American abortion rights activist

Renee Bracey Sherman is an American writer and abortion rights activist. She founded the nonprofit We Testify. She is the co-author of Liberating Abortion: Claiming Our History, Sharing Our Stories, and Building the Reproductive Future We Deserve.

== Life and career ==
Bracey Sherman was raised in the suburbs of Chicago. Her mother is Black and her father is white. Both of her parents were nurses.

She received her master of public administration degree from Cornell University. She enrolled as a communications PhD student studying pop culture and the narratives of people who have abortions at American University in 2025.

☆ ☆ ☆ ☆ ☆

Requirement 1:
Answer these questions about the Renee Bracey Sherman biography, one answer per line, marked the same way:
(a) What nonprofit did she found?
(b) Where was she raised?
(c) What degree did she receive from Cornell University?
Requirement 2: Extend the Renee Bracey Sherman biography, picking up right after its final sentence.

☆ ☆ ☆ ☆ ☆

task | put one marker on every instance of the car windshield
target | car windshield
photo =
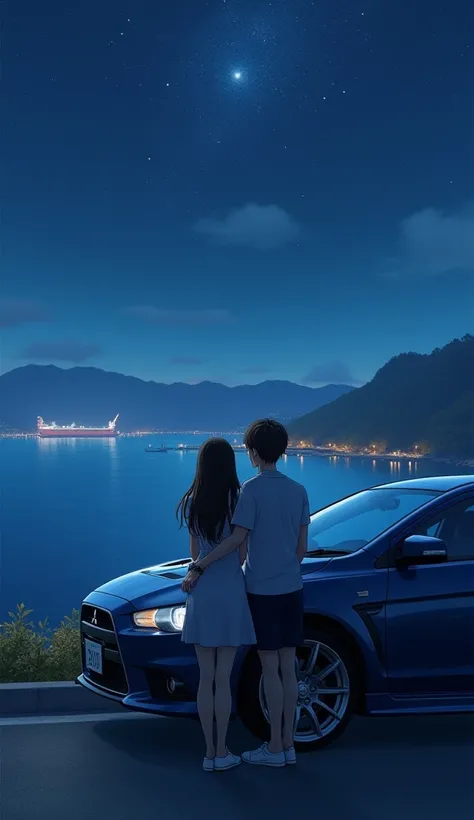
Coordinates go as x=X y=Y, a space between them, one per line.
x=353 y=523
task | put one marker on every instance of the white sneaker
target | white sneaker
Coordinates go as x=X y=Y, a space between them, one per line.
x=262 y=757
x=227 y=762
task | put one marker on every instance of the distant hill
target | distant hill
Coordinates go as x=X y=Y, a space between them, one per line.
x=413 y=399
x=88 y=395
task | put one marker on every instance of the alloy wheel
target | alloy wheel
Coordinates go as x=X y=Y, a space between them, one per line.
x=323 y=691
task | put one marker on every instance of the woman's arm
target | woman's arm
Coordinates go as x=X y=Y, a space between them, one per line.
x=243 y=550
x=194 y=547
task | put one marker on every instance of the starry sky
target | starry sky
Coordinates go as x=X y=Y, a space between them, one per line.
x=235 y=190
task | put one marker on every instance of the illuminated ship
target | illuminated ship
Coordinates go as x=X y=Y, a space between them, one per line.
x=54 y=430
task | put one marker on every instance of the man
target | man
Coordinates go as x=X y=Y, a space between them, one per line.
x=273 y=511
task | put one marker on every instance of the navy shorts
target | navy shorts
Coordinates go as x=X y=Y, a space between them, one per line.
x=277 y=619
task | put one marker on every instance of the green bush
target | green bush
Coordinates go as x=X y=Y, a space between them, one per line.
x=34 y=652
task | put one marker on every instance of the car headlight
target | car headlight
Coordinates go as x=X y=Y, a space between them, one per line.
x=166 y=619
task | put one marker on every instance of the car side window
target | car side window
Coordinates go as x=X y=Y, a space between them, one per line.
x=455 y=526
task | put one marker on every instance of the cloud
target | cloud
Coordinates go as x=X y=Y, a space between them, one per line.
x=14 y=312
x=262 y=227
x=158 y=316
x=67 y=351
x=335 y=372
x=433 y=242
x=186 y=360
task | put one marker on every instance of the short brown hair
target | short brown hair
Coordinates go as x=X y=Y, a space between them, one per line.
x=268 y=438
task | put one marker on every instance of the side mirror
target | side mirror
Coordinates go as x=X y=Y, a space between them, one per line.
x=421 y=550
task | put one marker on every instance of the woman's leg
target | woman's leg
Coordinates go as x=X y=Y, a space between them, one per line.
x=273 y=689
x=205 y=698
x=223 y=697
x=290 y=694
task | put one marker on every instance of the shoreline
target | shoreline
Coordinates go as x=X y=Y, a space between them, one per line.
x=318 y=452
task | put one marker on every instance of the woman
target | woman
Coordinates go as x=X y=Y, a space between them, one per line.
x=218 y=618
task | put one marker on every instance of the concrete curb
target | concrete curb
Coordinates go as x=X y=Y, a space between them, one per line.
x=55 y=698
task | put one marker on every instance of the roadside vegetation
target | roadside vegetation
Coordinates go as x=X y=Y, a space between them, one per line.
x=32 y=651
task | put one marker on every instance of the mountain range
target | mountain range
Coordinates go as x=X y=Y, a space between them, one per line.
x=423 y=399
x=90 y=396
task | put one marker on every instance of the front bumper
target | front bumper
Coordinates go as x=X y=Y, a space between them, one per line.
x=138 y=664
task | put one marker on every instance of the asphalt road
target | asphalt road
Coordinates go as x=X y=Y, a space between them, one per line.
x=139 y=768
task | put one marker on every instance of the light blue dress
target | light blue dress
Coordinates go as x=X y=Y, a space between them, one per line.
x=217 y=611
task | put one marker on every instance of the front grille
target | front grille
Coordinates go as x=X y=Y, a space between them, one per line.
x=97 y=625
x=98 y=617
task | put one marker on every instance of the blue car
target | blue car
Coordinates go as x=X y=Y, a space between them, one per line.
x=389 y=601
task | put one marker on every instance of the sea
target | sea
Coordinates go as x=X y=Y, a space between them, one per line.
x=76 y=513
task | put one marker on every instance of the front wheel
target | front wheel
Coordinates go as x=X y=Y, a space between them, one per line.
x=327 y=690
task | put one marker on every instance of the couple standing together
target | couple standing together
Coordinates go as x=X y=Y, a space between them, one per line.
x=244 y=586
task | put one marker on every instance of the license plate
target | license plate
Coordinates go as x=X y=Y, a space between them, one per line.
x=93 y=656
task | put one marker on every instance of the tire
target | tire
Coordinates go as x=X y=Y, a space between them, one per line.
x=332 y=648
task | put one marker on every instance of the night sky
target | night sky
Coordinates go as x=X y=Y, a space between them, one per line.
x=235 y=190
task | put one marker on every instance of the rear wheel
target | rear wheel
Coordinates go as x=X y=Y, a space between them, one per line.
x=327 y=684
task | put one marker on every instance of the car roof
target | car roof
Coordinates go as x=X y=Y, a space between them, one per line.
x=437 y=483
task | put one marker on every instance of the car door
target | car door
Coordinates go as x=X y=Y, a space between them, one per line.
x=430 y=611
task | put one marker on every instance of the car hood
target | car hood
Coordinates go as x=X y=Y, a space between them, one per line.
x=161 y=585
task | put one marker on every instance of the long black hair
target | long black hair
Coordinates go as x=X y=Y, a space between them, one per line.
x=212 y=496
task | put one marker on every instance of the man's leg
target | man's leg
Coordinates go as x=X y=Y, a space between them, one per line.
x=273 y=689
x=290 y=694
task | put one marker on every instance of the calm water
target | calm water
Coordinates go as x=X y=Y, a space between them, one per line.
x=76 y=513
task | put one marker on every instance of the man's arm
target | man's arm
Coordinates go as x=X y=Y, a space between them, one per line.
x=243 y=550
x=226 y=546
x=243 y=521
x=193 y=547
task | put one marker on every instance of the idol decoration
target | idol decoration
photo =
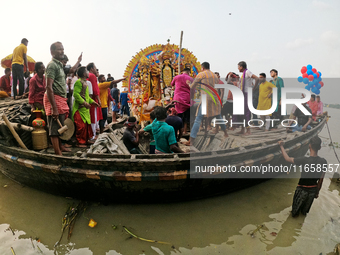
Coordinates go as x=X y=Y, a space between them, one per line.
x=149 y=76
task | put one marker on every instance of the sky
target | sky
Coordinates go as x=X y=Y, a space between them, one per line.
x=284 y=35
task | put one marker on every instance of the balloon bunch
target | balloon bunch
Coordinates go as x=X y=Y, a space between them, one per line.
x=312 y=78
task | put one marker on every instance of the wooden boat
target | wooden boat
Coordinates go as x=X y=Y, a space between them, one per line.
x=151 y=178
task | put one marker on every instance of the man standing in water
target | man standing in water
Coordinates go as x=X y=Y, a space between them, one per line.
x=55 y=99
x=311 y=181
x=209 y=78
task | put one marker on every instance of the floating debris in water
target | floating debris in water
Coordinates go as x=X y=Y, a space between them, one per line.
x=92 y=223
x=69 y=219
x=10 y=229
x=252 y=233
x=143 y=239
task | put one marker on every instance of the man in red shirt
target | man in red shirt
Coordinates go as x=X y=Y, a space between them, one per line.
x=182 y=96
x=37 y=87
x=5 y=84
x=95 y=112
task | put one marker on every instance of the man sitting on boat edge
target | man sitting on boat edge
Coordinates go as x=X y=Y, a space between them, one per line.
x=163 y=133
x=131 y=136
x=310 y=182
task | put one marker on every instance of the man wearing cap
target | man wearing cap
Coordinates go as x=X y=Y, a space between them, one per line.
x=5 y=84
x=131 y=136
x=227 y=110
x=19 y=58
x=313 y=169
x=55 y=98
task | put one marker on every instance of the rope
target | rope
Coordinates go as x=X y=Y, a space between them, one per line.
x=330 y=137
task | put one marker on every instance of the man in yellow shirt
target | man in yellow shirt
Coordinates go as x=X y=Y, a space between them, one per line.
x=104 y=93
x=19 y=58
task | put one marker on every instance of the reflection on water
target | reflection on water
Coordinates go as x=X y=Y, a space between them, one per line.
x=252 y=221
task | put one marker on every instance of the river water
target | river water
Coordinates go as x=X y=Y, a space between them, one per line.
x=218 y=225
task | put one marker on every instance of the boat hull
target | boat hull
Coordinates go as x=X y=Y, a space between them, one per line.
x=141 y=178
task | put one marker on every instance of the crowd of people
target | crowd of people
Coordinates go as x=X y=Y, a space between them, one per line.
x=62 y=91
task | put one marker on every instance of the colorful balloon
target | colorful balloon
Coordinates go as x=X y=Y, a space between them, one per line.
x=303 y=69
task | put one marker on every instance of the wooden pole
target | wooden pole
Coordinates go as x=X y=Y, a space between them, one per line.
x=13 y=132
x=179 y=54
x=19 y=126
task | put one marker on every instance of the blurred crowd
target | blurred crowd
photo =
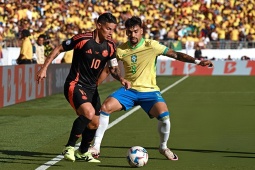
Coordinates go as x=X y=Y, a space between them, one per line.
x=199 y=21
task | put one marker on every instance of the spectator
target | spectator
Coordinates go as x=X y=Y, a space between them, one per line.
x=198 y=53
x=26 y=51
x=245 y=57
x=229 y=58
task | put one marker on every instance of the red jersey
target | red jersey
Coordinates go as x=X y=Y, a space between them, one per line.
x=89 y=59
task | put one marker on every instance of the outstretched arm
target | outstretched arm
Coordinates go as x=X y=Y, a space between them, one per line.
x=187 y=58
x=41 y=74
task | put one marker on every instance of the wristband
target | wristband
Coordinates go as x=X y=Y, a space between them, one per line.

☆ ☆ ☆ ☆ ☆

Answer 1:
(a) We Testify
(b) The suburbs of Chicago
(c) A master of public administration degree

Answer 2:
Bracey Sherman is an abortion rights activist. She argues that abortion should be normalized, and connects anti-abortion legislation to the criminalization of marginalized groups. She founded the organization We Testify in 2016, which provides a platform to share personal stories about abortion. One of her goals is to expand the diversity of voices in abortion storytelling. Her advocacy is related to her own experience getting an abortion at the age of 19. Bracey Sherman didn't share her decision with her parents for many years even though she was raised in a pro-choice family.

She has criticized the pro-choice movement as exclusionary to women of color, and too moderate with slogans such as "safe, legal, and rare."

While testifying before the House Committee on Energy and Commerce in July 2022, she provided instructions on how to self-manage an abortion with mifepristone and misoprostol pills.